START PASSAGE SHOWN
Last night I finished Frank Tuttle’s Brown River Queen which was full of Markhat goodness (noir fantasy detective in a second world setting with magic, ogres and Mama Hog).
This morning I read Noble Intentions by Katie McAlister which was the funniest and sweetest romance I’ve read in a long time. Has to be in the top section of my favorite romances of all time. I chortled, giggled, snorted and sniggered through it.
Now I’m halfway through Silver Mirrors by A. A. Aguirre (kind of a steampunk aesthetic fantasy in a second world setting) which is really good so far.
Right now I’m in the middle of A Perfect Catch by Anna Sugden; it’s part of her Ice Cats series about the various members of a pro hockey team, and involves the goalie and the sister of the wife one of the other players. They have a history together but she thinks he’s too domineering and he’s miffed that she puts her career first ahead of their relationship. To some extent it’s one of those if-they-would-just-sit-down-and-talk books but I can also see and understand why it is hard for them to just do that due to their individual baggage, so that’s well done. It’s the third in the series but I had no trouble jumping in and reading it as a stand-alone. So if you like sports romances or reunited-couple stories this could be a good pick for you.
Earlier in the month I finished Blood of Olympus, the final book in the Percy Jackson series by Rick Riordan. It’s a terrific, pull-out-all-the-stops finale to the series, and I appreciated the way he wrapped up each character’s storyline. It’s also a great series in the way the girls get to be as badass as the boys, and the boys are willing to stand back and let them when they know the girls are more qualified in a given situation.
I just finished Obsession In Death, and was pleasantly surprised at how much I enjoyed it. I hate saying it, as I am a longtime J.D. Robb fan (only since 1998, yo), and the last few books have been not up to the quality of many of the earlier books. I found especially the last two left me cold.
I also read The Rook this month (which I found about during last months thread, as you do) and it took a little bit to get going, but once it did, definitely an excellent read. I now very much want to read Stiletto.
END PASSAGE SHOWN
**TASK DIRECTIONS**
Please reproduce the reading notes above word for word, everything from "Earlier in the" down to "a given situation.".
START DATA EXCERPTS
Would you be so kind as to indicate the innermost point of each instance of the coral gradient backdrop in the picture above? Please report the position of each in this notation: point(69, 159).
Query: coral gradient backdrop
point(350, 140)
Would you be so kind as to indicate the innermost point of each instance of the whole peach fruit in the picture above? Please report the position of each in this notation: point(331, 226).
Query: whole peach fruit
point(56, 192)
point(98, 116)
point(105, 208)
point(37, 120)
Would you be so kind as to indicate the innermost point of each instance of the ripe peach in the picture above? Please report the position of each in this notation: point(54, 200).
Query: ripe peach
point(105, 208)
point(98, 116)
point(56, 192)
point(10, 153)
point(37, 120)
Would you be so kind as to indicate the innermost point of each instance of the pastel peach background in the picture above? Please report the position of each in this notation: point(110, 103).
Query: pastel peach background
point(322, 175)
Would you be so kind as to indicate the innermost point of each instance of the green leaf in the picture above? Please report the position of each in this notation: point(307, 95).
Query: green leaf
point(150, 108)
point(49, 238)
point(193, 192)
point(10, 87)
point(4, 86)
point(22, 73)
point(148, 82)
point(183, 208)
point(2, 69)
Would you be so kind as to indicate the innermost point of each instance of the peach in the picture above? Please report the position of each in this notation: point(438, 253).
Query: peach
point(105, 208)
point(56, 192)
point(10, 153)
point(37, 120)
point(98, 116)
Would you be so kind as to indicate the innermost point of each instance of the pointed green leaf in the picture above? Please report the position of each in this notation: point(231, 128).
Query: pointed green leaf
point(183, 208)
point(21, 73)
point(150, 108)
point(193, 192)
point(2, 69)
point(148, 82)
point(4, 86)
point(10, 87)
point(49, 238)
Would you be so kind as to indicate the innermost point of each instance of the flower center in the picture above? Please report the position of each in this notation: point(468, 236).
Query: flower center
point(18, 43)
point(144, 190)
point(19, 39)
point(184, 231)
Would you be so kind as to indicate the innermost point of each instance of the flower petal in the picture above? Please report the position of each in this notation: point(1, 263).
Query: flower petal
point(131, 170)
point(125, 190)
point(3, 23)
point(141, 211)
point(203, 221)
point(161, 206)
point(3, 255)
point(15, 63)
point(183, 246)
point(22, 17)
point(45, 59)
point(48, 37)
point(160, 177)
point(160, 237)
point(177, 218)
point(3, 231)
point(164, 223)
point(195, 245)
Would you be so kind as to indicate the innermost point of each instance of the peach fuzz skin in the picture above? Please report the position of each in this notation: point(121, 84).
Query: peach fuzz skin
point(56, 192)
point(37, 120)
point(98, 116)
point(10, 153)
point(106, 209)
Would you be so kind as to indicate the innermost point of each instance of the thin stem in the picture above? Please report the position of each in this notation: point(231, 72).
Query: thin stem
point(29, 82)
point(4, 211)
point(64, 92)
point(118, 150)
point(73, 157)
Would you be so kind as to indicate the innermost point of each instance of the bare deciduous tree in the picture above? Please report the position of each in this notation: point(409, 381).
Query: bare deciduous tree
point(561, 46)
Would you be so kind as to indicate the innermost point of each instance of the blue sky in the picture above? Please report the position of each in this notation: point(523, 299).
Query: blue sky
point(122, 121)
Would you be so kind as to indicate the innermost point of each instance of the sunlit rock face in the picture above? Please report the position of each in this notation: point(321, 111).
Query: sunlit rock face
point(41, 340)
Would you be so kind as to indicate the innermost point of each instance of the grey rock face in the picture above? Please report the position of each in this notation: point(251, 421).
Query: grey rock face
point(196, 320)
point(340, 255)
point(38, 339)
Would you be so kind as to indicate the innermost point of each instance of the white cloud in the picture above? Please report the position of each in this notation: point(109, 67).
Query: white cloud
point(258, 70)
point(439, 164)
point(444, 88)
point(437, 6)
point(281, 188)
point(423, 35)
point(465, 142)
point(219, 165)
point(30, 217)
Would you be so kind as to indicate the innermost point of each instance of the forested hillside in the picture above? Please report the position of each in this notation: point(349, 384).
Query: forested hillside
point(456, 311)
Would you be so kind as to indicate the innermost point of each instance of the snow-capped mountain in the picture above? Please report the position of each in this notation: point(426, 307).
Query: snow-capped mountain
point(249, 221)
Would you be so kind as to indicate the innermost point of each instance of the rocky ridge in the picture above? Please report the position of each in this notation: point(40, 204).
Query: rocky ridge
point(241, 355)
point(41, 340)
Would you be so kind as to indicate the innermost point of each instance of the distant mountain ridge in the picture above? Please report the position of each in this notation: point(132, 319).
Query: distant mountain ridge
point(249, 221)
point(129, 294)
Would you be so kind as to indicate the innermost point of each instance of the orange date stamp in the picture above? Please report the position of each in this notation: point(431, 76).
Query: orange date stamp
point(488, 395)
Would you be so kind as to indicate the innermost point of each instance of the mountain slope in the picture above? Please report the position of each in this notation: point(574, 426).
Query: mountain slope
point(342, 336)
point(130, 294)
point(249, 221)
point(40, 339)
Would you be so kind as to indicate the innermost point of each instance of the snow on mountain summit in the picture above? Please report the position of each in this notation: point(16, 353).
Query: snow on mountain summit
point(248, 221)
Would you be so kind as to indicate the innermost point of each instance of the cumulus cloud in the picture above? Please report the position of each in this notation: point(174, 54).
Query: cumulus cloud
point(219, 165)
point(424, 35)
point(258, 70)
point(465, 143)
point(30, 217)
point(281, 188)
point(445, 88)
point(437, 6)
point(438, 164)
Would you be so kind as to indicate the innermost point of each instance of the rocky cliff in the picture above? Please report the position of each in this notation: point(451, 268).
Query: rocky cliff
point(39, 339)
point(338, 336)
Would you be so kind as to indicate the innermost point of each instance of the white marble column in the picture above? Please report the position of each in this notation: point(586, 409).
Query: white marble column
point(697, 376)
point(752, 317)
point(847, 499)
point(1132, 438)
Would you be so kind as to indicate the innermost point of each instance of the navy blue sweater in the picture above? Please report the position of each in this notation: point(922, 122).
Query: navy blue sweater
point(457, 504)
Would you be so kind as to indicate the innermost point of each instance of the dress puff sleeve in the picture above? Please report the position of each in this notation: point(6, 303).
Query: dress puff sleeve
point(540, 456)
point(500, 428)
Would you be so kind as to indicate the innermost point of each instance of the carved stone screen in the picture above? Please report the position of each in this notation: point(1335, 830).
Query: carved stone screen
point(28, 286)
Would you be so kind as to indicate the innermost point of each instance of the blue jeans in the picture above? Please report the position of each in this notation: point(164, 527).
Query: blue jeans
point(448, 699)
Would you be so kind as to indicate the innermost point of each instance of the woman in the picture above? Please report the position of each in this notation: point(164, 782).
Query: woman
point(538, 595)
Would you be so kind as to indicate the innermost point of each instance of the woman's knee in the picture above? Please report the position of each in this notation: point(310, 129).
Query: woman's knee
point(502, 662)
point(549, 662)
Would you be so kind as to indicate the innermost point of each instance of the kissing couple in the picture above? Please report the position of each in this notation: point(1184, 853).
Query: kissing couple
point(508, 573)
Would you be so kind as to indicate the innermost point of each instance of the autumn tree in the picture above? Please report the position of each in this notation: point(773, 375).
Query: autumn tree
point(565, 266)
END DATA EXCERPTS
**EXERCISE OUTPUT**
Earlier in the month I finished Blood of Olympus, the final book in the Percy Jackson series by Rick Riordan. It’s a terrific, pull-out-all-the-stops finale to the series, and I appreciated the way he wrapped up each character’s storyline. It’s also a great series in the way the girls get to be as badass as the boys, and the boys are willing to stand back and let them when they know the girls are more qualified in a given situation.